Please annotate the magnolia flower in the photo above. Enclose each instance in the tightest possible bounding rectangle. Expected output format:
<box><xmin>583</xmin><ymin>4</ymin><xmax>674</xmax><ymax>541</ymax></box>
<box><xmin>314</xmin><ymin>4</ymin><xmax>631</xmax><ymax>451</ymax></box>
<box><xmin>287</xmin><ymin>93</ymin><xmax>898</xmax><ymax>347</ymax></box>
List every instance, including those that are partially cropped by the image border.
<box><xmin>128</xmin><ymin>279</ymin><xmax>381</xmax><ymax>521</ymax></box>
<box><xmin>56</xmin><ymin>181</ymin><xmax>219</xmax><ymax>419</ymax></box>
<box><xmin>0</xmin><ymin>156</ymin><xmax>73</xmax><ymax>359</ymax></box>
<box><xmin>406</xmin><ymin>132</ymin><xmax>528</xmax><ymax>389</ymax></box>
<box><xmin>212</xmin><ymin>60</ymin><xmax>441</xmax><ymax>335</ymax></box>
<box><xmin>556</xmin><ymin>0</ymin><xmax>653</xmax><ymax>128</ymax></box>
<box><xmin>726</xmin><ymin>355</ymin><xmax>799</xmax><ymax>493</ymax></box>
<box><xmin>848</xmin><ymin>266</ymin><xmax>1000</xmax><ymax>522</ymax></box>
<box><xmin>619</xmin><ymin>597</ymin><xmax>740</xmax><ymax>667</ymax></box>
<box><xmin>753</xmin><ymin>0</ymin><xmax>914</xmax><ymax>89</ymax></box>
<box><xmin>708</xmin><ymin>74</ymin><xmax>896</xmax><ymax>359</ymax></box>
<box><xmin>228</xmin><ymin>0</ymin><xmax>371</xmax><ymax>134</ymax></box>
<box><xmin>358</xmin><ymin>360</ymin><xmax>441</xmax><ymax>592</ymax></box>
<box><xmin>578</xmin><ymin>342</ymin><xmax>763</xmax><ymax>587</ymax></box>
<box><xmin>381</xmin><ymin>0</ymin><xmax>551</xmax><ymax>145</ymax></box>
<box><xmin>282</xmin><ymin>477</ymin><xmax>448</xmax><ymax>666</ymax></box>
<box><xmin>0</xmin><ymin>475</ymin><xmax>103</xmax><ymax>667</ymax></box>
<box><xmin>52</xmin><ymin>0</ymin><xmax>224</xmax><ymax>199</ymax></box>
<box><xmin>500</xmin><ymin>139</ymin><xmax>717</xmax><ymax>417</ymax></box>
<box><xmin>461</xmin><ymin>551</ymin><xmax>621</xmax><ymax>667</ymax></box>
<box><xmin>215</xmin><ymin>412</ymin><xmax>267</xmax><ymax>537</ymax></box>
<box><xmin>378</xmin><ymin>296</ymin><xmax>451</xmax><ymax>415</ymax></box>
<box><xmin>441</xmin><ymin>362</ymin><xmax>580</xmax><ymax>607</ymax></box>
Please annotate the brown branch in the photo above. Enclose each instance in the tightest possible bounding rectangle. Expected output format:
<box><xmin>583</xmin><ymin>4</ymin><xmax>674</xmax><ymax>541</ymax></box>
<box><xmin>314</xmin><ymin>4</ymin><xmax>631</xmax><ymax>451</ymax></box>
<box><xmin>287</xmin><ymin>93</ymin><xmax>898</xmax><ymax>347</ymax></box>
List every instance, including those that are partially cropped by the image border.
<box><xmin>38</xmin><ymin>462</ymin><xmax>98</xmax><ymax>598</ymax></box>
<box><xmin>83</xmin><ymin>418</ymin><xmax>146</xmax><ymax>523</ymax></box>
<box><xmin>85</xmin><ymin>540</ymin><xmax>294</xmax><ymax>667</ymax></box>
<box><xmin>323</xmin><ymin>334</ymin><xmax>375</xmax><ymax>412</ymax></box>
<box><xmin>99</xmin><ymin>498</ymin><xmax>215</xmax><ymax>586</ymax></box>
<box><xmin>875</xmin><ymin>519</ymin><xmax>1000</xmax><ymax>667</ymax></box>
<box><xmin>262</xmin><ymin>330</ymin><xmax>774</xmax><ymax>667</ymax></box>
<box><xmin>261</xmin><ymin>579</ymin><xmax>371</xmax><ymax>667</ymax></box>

■ WHAT THE EXERCISE ASKS ■
Please gather every line from the items above that contains the word "each", treating uppercase and lowercase as different.

■ RESULT FOR THIS TASK ■
Please annotate the magnolia flower in the photo above. Enclose each instance in the tightest possible bounding rectangle. Expected output format:
Please annotate the brown branch in the photo above. Enclose each instance in the tightest possible bounding rectangle. Expected output format:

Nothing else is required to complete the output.